### ENTRIES SHOWN

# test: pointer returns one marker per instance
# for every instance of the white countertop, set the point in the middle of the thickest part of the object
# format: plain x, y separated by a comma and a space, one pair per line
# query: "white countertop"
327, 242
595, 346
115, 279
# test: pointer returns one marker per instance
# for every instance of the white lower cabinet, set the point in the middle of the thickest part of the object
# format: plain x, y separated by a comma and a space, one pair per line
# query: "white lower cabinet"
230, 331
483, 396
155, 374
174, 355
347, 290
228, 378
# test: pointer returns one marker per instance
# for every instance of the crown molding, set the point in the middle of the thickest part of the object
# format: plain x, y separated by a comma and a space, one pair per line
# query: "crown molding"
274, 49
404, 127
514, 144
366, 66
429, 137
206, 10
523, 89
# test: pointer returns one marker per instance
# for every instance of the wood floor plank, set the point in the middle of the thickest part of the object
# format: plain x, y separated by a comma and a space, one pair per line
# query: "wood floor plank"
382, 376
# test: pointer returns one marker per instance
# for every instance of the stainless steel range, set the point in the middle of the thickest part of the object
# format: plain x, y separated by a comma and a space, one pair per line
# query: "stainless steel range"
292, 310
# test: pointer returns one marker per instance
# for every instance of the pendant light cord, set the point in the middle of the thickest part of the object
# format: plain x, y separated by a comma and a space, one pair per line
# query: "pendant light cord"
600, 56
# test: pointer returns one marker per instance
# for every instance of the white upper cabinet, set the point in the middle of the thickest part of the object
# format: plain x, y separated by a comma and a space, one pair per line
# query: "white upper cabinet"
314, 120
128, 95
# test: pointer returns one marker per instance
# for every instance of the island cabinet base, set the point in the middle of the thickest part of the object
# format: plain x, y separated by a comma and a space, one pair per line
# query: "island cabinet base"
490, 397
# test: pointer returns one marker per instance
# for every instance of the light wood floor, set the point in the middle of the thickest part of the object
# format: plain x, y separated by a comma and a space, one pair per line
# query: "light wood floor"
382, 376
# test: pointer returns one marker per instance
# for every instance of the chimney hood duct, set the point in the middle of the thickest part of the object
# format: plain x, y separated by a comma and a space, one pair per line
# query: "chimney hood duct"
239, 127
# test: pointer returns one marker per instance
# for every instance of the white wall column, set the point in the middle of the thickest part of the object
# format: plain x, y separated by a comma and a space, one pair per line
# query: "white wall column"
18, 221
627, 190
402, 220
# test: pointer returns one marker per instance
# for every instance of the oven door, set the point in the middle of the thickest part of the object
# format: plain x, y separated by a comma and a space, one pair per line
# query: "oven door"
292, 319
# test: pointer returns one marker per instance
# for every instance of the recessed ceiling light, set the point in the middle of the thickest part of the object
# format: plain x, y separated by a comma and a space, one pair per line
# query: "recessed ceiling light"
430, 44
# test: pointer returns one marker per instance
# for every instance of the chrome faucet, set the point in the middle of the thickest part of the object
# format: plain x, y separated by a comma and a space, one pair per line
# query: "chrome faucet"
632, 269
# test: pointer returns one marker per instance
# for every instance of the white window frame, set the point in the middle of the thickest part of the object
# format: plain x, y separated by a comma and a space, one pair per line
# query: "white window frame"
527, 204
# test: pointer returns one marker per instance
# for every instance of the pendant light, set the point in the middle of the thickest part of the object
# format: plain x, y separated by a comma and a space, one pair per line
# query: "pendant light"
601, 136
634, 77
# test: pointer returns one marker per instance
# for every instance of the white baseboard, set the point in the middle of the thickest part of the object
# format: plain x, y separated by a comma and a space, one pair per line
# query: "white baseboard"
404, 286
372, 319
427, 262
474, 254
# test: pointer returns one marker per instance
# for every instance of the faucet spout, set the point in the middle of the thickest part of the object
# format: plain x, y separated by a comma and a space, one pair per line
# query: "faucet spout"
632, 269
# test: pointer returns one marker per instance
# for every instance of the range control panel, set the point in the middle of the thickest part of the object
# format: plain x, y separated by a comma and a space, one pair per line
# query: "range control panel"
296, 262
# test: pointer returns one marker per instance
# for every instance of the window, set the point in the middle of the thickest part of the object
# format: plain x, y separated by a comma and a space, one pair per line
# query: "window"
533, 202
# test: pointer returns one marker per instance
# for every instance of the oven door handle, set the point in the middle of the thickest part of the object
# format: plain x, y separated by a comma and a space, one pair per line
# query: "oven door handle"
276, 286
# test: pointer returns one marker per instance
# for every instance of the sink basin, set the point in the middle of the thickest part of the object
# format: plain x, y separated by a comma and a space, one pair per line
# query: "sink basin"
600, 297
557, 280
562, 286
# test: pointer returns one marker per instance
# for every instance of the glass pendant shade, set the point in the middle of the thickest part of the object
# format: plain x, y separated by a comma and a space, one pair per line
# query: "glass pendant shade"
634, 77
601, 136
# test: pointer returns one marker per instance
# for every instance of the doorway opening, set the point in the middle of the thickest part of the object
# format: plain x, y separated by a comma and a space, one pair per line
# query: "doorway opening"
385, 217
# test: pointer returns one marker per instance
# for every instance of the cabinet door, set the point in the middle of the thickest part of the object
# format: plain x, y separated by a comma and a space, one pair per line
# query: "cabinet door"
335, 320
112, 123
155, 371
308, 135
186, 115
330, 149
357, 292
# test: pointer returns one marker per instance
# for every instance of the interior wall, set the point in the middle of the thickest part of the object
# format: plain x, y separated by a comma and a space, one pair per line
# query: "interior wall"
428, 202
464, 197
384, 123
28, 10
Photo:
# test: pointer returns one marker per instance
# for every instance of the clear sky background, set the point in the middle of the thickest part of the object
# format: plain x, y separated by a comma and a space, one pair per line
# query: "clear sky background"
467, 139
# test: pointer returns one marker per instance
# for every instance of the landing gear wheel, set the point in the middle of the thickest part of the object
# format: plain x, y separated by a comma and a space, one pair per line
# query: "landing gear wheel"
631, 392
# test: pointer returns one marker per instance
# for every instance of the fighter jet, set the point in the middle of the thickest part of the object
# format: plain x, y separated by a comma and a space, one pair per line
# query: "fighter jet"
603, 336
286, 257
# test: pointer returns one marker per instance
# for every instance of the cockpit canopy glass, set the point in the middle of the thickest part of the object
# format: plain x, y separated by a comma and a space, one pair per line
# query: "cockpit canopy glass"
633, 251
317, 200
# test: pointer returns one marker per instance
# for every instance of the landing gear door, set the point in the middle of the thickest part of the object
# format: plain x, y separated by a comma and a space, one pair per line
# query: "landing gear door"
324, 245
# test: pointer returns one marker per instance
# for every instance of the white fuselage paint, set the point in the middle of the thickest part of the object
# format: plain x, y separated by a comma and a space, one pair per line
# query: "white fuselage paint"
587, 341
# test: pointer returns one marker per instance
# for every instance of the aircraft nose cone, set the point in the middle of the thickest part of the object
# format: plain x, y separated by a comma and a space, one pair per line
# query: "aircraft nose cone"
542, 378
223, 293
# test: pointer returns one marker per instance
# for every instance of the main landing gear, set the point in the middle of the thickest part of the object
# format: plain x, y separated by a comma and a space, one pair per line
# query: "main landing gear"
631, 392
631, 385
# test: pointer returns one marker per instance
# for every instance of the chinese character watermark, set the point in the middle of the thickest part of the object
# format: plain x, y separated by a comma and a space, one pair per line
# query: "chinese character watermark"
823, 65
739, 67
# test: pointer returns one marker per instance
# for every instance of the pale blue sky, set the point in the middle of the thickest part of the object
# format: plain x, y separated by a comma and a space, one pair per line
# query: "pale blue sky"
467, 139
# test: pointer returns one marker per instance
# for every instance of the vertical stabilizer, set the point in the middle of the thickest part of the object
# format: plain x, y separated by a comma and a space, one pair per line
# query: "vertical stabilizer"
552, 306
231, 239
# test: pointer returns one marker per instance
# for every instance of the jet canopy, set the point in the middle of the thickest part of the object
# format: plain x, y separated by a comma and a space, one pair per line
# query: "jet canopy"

### WHAT YOU HAVE TO DO
Please transcribe the records above in full, keeping every word.

### SOLUTION TO THIS PROBLEM
# test: pointer returns one marker per instance
# for every instance of the white countertop, set the point in the middle of the thickest part of the object
# format: plain x, y separated by a comma and a space, one pair per line
# query: "white countertop"
327, 242
595, 346
115, 279
# test: pointer returns one marker per instance
# for every instance of the white lower cabinet, set the point in the middle of the thickest part of the object
# format: plain x, y separated by a comma and a space, one pair per line
# query: "white lower cabinet"
230, 331
483, 396
155, 374
174, 355
347, 290
228, 378
# test: pointer returns one marker per instance
# for every instance of the crown molding, set the point in the middle of the thickest part of the object
# format: plain x, y separated by a comma and a space, one pair per line
# query: "crown molding"
274, 49
404, 127
514, 144
366, 66
429, 137
206, 10
523, 89
# test: pointer returns one marker per instance
# for every instance of the wood floor plank, set the point in the middle of the thickest part of the object
# format: plain x, y separated by a comma and a space, one pair per line
# query: "wood floor plank"
382, 376
# test: pointer returns one marker per instance
# for every instance of the stainless steel range, set the point in the middle of the thickest part of the object
# format: plain x, y separated by a comma and a space, one pair per line
# query: "stainless steel range"
292, 310
# test: pointer returns one marker per instance
# for every instance of the pendant light cord, set the point in the middle of the thickest part of the object
# format: plain x, y separated by a comma and a space, one pair per line
# query: "pendant light cord"
600, 56
# test: pointer returns one marker per instance
# for every instance of the white upper cabinet, set the point in the middle of the thickest part of the object
# format: plain x, y separated by a comma and a space, one pair per line
# query: "white upper cabinet"
314, 120
128, 95
# test: pointer returns one marker per instance
# for every instance of the island cabinet base, set the point in the middle of the thickest part of the object
# format: plain x, y separated by a comma and a space, one pair per line
# query: "island cabinet base"
490, 397
# test: pointer returns one marker per instance
# for every instance of the light wood floor, set the point in the middle of the thickest part of the object
# format: plain x, y separated by a comma and a space, one pair per line
# query: "light wood floor"
382, 376
# test: pointer returns one marker per instance
# for every instance of the chimney hood duct, set the point in the middle of the thickest part of the object
# format: plain x, y separated by a comma and a space, one pair per line
# query: "chimney hood duct"
239, 127
# test: pointer returns one marker per instance
# for every instance of the white wall column, set the point in the middle of the thickest part of the object
# format: plain x, y separated by a comma and a space, one pair per line
# query: "white wall column"
18, 221
627, 190
402, 220
# test: pointer returns one marker per instance
# for every instance of the oven door, set the point in the middle of the thickest part of the object
# format: plain x, y separated by a comma and a space, one pair per line
# query: "oven door"
292, 319
# test: pointer returns one marker per instance
# for every instance of the recessed ceiling light, set the point in the middle of the thickest part of the object
# format: plain x, y separated by a comma and a space, one pair per line
# query: "recessed ceiling light"
430, 44
# test: pointer returns one marker per instance
# for every instance of the chrome faucet, set the point in the middle of the thickest part of the object
# format: plain x, y separated by a comma and a space, one pair per line
# query: "chrome faucet"
632, 269
# test: pointer returns one marker per instance
# for every instance of the white window frame, set the point in the middle of the thickest part of the object
# format: plain x, y separated by a comma and a space, one pair per line
# query: "white window frame"
527, 204
# test: pointer returns one marker per instance
# for every instance of the pendant light, set the point in the middle of the thickest part of the object
# format: plain x, y separated by a comma and a space, one pair per line
# query: "pendant light"
601, 136
634, 77
# test: pointer returns one marker per instance
# for every instance of the white baseboard, set the point in the middle of the thickest part of the object
# format: plain x, y separated by a comma and a space, one pair per line
# query: "white baseboard"
404, 286
372, 319
427, 262
474, 254
# test: pointer returns one marker per instance
# for every instance of the faucet spout, set the point in the middle of the thickest part of the object
# format: plain x, y separated by a comma and a space, one pair per line
# query: "faucet spout"
632, 269
# test: pointer returns one marker per instance
# for every instance of the range control panel, set the point in the middle of the thickest part of the object
# format: plain x, y separated by a comma and a space, one pair per line
# query: "range control panel"
296, 262
# test: pointer returns one marker per instance
# for every instance of the window, set the point in the middle of the thickest part of the object
# format: plain x, y separated by a comma and a space, one pair per line
# query: "window"
533, 202
# test: pointer returns one marker per instance
# for every instance of the oven door handle, set the point in the middle of the thickest part of the object
# format: plain x, y separated by a comma and a space, one pair per line
# query: "oven door handle"
276, 286
# test: pointer returns one marker per instance
# for every instance of the sink basin, set the point in the middle of the thickest part of the object
# format: plain x, y separated by a comma and a space, one pair per line
# query: "sink basin"
600, 297
557, 280
562, 286
# test: pointer returns one marker per instance
# for every instance of the glass pendant shade, set the point in the middle of the thickest part of the object
# format: plain x, y separated by a comma and a space, one pair per line
# query: "glass pendant shade"
634, 77
601, 136
# test: pointer returns one marker per instance
# for every instance of the doorway opening, set the point in the middle of the thickest part of the object
# format: plain x, y separated by a comma and a space, one pair per line
# query: "doorway opening"
385, 217
# test: pointer returns one marker per instance
# for every instance of the cabinet door, set the point in the middle of the thickest part of the object
# format: plain x, y separated by a comma and a space, one pair per line
# query: "cabinet door"
335, 320
112, 123
155, 371
308, 135
186, 115
330, 149
357, 292
# test: pointer returns one marker per instance
# for every instance of the interior wall, set the point in the middle of the thickest part of the object
# format: plain x, y separated by a comma and a space, one pair per line
# query: "interior wall"
428, 202
464, 197
384, 123
28, 10
Photo:
# test: pointer returns one marker per instance
# for every instance of the clear sky background, set the point in the middle of the thickest part of the object
# format: plain x, y separated by a comma and a space, one pair per line
# query: "clear sky background"
467, 139
# test: pointer returns one marker per instance
# for every instance of the landing gear wheel, set the point in the middle of the thickest part of the object
# format: plain x, y separated by a comma and a space, one pair per line
# query: "landing gear wheel"
631, 392
# test: pointer returns one marker per instance
# for every instance of the fighter jet, set the point in the middle of the thickest part of the object
# format: plain x, y separated by a comma and a space, one pair per line
# query: "fighter jet"
603, 336
286, 257
# test: pointer returns one marker per instance
# for every instance of the cockpit canopy glass, set the point in the middle of the thickest part of the object
# format: plain x, y separated by a comma and a space, one pair per line
# query: "cockpit canopy glass"
633, 251
317, 200
# test: pointer returns one marker per instance
# for every instance of the landing gear door, set the point in the middle of the thickest part of the object
# format: plain x, y separated by a comma and a space, one pair per line
# query: "landing gear door"
324, 245
# test: pointer returns one marker per instance
# for every instance of the white fuselage paint, set the point in the middle of the thickest part of the object
# format: plain x, y separated by a comma and a space, one pair per line
# query: "white fuselage paint"
587, 341
# test: pointer returns one marker per instance
# for every instance of the aircraft nose cone, set the point in the middle of the thickest part of the object
# format: plain x, y separated by a comma and a space, one pair per line
# query: "aircraft nose cone"
542, 378
223, 293
# test: pointer returns one marker per instance
# for every instance of the main landing gear, set the point in the middle of the thickest part of the object
# format: plain x, y separated by a comma and a space, one pair per line
# query: "main landing gear"
631, 392
631, 385
# test: pointer returns one marker per instance
# for every instance of the chinese character watermark, set the point in the middle of the thickest part of the object
# format: plain x, y separated by a comma and a space, one pair per line
# query: "chinese character watermark"
823, 65
739, 67
# test: pointer returns one marker per instance
# for every instance of the pale blue sky, set the point in the middle of the thickest part of the object
# format: plain x, y separated by a comma and a space, one pair per line
# query: "pale blue sky"
467, 139
# test: pointer returns one marker per instance
# for every instance of the vertical stabilizer, set the point in the middle of the thickest part of the object
# format: plain x, y separated by a comma and a space, one pair per line
# query: "vertical stabilizer"
552, 306
231, 239
# test: pointer returns one marker per instance
# for every instance of the jet canopy, set the point in the middle of the thickest part of the object
# format: plain x, y separated by a comma and a space, one pair per line
# query: "jet canopy"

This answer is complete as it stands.